--- start SELECTED TEXT ---

MCN Columnists
Kim Voynar

By Kim Voynar Voynar@moviecitynews.com

Arthouse Redux: Themes of Forgiveness

This past Sunday, the sermon at our Unitarian church was about the Jewish High Holy Days Rosh Hashanah and Yom Kippur, the bookends of the “Days of Awe” on the Jewish calendar. Yom Kippur is, of course, about atonement and repentance, and all the talk in the sermon about Yom Kippur got me thinking about two very different films in which forgiveness is a theme.

One, the aptly titled Forgiveness, is a South African post-apartheid reflection of guilt and repentance; the other, Saraband, a meditation on familial relationships, forgiveness and mortality, was Ingmar Bergman‘s last film.

I’d been looking for Forgiveness (dir. Ian Gabriel), off and on, since I saw it at the Seattle International Film Festival in 2005. I don’t know why it took me so long to think of looking for it at Seattle’s Scarecrow Video, because there it was, waiting quietly, dustily, amidst the other DVDs in the “South Africa” section of the store.

The film concerns a disgraced police officer, Tertius Couzee (Arnold Vosloo), who’s carrying a burden of guilt for his role in the death of a Daniel Grootboom, a bright young anti-apartheid freedom fighter some ten years earlier. Couzee’s overwhelming sense of guilt has not been assuaged by the awarding of amnesty by a South African “Truth Commission” following the killing; unable to forgive himself for the young man’s death, he finally decides to seek out Daniel’s family in a remote fishing village, to repent for the boy’s death and ask forgiveness of his family.

--- end SELECTED TEXT ---
--- start DATASET ENTRIES ---

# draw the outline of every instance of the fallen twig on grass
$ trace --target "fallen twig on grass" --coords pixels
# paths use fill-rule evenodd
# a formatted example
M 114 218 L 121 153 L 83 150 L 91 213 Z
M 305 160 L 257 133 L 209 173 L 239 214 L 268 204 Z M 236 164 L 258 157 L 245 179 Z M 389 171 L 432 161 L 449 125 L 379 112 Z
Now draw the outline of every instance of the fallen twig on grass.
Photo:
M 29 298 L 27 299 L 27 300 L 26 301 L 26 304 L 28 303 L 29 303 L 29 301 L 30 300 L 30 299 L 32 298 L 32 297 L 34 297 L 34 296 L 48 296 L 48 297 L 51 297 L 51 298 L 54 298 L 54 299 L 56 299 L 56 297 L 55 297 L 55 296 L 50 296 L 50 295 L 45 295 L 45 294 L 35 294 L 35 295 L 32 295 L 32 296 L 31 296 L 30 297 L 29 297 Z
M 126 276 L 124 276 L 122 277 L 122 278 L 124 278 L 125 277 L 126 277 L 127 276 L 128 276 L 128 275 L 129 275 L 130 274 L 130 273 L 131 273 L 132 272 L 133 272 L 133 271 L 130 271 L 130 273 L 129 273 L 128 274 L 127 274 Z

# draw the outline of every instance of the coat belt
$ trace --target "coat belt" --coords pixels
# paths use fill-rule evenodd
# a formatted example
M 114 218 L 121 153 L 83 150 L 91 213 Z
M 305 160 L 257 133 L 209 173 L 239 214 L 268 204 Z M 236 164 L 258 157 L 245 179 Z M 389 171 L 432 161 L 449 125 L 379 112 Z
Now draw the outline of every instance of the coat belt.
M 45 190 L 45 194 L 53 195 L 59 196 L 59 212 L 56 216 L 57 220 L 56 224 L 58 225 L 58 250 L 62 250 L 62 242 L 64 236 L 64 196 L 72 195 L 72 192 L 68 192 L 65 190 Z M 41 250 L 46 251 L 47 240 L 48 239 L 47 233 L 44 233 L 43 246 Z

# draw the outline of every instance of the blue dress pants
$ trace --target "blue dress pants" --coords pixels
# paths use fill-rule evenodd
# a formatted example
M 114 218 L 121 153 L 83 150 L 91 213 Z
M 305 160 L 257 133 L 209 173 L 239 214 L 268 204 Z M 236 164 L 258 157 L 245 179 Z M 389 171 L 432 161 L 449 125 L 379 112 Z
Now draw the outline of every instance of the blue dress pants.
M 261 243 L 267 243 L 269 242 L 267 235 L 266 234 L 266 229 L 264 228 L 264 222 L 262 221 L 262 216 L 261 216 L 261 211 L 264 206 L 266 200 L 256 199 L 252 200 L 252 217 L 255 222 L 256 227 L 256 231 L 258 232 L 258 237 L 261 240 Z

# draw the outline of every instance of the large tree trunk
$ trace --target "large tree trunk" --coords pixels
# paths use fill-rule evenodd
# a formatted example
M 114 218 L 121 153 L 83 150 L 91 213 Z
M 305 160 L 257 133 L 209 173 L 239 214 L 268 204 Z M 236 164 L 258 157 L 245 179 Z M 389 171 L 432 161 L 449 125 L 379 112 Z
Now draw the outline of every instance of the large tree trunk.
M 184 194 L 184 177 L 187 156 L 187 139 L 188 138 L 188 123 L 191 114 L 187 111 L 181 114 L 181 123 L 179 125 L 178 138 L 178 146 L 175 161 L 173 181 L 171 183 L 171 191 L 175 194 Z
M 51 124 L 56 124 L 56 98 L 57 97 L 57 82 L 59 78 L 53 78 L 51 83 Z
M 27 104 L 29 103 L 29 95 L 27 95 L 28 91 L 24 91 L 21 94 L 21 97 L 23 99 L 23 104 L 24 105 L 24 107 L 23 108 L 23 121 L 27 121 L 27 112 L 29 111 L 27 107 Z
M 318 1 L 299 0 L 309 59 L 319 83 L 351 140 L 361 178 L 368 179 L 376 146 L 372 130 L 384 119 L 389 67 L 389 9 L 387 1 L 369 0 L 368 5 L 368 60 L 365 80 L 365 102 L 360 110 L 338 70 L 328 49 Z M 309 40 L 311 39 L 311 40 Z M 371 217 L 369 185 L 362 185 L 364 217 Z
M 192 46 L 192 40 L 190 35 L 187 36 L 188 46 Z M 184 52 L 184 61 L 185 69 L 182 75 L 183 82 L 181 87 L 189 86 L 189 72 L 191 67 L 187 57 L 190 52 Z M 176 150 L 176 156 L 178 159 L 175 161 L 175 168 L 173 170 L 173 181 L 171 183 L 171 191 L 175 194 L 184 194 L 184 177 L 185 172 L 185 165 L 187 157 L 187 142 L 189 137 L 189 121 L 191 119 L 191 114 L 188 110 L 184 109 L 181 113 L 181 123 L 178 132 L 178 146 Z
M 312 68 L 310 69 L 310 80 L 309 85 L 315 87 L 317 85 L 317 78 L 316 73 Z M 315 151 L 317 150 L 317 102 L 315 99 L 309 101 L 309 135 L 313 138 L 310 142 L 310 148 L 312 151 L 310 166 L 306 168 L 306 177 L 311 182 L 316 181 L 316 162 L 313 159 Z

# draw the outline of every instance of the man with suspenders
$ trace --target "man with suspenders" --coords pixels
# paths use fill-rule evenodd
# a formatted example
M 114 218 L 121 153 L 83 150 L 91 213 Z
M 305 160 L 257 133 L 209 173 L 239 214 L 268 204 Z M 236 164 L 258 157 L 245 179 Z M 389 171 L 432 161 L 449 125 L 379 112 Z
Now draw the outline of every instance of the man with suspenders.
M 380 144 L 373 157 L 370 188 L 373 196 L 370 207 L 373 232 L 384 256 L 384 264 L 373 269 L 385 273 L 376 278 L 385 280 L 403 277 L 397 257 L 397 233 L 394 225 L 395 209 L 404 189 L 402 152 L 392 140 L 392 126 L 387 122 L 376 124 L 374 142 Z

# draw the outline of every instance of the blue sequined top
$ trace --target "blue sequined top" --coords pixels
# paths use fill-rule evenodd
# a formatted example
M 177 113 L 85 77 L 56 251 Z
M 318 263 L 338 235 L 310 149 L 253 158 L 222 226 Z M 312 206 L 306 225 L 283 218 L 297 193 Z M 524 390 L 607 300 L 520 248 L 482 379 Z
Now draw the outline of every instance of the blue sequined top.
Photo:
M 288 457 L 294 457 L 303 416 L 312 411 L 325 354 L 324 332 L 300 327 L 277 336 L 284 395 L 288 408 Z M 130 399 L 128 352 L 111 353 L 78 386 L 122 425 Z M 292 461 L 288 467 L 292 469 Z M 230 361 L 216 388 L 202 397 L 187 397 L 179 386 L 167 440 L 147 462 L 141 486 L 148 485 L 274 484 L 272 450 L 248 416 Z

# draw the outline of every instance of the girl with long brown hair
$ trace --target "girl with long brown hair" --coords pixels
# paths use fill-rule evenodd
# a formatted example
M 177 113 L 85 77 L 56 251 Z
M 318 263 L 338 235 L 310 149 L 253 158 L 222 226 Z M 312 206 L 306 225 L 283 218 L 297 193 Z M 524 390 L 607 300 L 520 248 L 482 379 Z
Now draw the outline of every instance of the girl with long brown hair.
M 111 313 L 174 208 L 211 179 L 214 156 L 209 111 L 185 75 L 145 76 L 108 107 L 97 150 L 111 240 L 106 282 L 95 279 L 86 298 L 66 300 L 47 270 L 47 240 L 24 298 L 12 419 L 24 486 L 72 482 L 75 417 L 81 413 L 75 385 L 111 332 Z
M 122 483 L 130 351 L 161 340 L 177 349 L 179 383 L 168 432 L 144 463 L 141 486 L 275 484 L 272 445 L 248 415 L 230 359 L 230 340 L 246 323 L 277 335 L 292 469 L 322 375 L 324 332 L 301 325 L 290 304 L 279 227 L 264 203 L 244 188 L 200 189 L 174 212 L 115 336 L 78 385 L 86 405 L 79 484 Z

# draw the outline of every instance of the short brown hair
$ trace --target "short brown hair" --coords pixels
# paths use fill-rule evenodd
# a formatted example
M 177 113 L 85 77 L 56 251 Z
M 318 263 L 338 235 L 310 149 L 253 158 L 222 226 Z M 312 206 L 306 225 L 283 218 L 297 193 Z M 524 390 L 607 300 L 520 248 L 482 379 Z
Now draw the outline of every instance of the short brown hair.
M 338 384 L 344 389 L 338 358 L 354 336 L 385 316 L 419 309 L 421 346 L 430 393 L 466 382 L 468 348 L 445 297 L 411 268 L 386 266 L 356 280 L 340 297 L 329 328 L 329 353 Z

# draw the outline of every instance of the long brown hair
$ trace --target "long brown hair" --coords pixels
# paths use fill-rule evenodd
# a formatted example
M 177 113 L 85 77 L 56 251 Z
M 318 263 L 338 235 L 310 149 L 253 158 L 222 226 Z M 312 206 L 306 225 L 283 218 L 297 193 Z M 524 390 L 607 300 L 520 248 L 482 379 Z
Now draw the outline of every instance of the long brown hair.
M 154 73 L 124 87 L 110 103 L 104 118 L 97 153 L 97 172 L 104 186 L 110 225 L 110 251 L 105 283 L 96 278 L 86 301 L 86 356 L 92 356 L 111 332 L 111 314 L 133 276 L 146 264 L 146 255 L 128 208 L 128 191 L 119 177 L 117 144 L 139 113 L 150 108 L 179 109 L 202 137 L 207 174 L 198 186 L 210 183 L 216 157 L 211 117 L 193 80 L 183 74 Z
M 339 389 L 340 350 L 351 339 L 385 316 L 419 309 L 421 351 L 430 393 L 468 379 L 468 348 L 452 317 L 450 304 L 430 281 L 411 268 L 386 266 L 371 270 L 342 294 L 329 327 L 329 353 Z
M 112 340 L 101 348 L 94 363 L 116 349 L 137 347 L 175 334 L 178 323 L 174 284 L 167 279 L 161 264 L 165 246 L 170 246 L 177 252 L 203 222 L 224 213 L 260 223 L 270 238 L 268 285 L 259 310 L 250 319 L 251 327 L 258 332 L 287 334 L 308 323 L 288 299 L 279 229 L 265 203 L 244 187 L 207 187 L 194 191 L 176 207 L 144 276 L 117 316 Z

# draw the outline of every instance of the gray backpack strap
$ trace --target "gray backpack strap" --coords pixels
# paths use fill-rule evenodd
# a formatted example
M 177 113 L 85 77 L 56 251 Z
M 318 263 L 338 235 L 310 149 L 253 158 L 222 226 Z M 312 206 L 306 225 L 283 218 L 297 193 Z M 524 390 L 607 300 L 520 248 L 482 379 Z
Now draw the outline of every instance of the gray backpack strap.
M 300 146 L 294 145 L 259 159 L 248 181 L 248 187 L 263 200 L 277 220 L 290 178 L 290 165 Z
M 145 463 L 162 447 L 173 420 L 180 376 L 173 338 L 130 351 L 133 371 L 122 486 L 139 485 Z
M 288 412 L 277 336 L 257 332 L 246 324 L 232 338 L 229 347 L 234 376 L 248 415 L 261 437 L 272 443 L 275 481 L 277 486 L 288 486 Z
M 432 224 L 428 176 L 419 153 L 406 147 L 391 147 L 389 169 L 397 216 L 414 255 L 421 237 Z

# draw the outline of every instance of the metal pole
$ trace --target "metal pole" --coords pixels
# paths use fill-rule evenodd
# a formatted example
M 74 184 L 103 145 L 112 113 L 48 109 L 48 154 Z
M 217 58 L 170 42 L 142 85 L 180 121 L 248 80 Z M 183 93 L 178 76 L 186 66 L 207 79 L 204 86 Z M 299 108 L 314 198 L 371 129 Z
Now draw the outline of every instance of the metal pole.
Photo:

--- end DATASET ENTRIES ---

**CHALLENGE A:**
According to the column on films about forgiveness, where and when did the writer first see Forgiveness?
**CHALLENGE B:**
Pick up the column on films about forgiveness after its last sentence and keep writing.

**OUTPUT A:**
At the Seattle International Film Festival in 2005.

**OUTPUT B:**
Daniel’s family, though, isn’t quite so ready to forgive. Couzee witnesses for himself the burden Daniel’s family has carried since his death: the relentless grief of his mother (Denise Newman), whose life came grinding to a halt with the death of her oldest child; the guilt of the father (Zane Meas), who wanted to keep his boy safe and close to home in the fishing village, but allowed his bright son to go off to university instead, where he became involved in the fight for freedom; the brother, Ernest, and sister, Sannie (Christos David and Quanita Adams, respectively), who cannot escape either the rage and pain of their loss or the long shadow cast by a favored older sibling, now lost forever. Then there are Daniel’s friends, a trio of freedom fighters still weighed down by guilt and eager to exact revenge — and the friend who is unable to forgive himself for the betrayal that led to Daniel’s death. Couzee’s path to redemption, therefore, is fraught with emotional — and potential physical — peril.

I love this way this film weaves its tale of life, death and forgiveness as the players dance around each other. For Ernest and Sannie in particular, Couzee’s arrival heralds that magical moment of “change” so crucial to interesting storytelling. They were just children when their brother was killed, and they’ve grown up in a home where life and living have been suspended by immobility and sorrow. The parents have been mired in grief over the loss of their bright, beautiful boy, anger over the choices he made that led to his death, and deep shame over how he died — to the extent that they told everyone in their village Daniel was killed in a carjacking rather than have them know he was a freedom fighter.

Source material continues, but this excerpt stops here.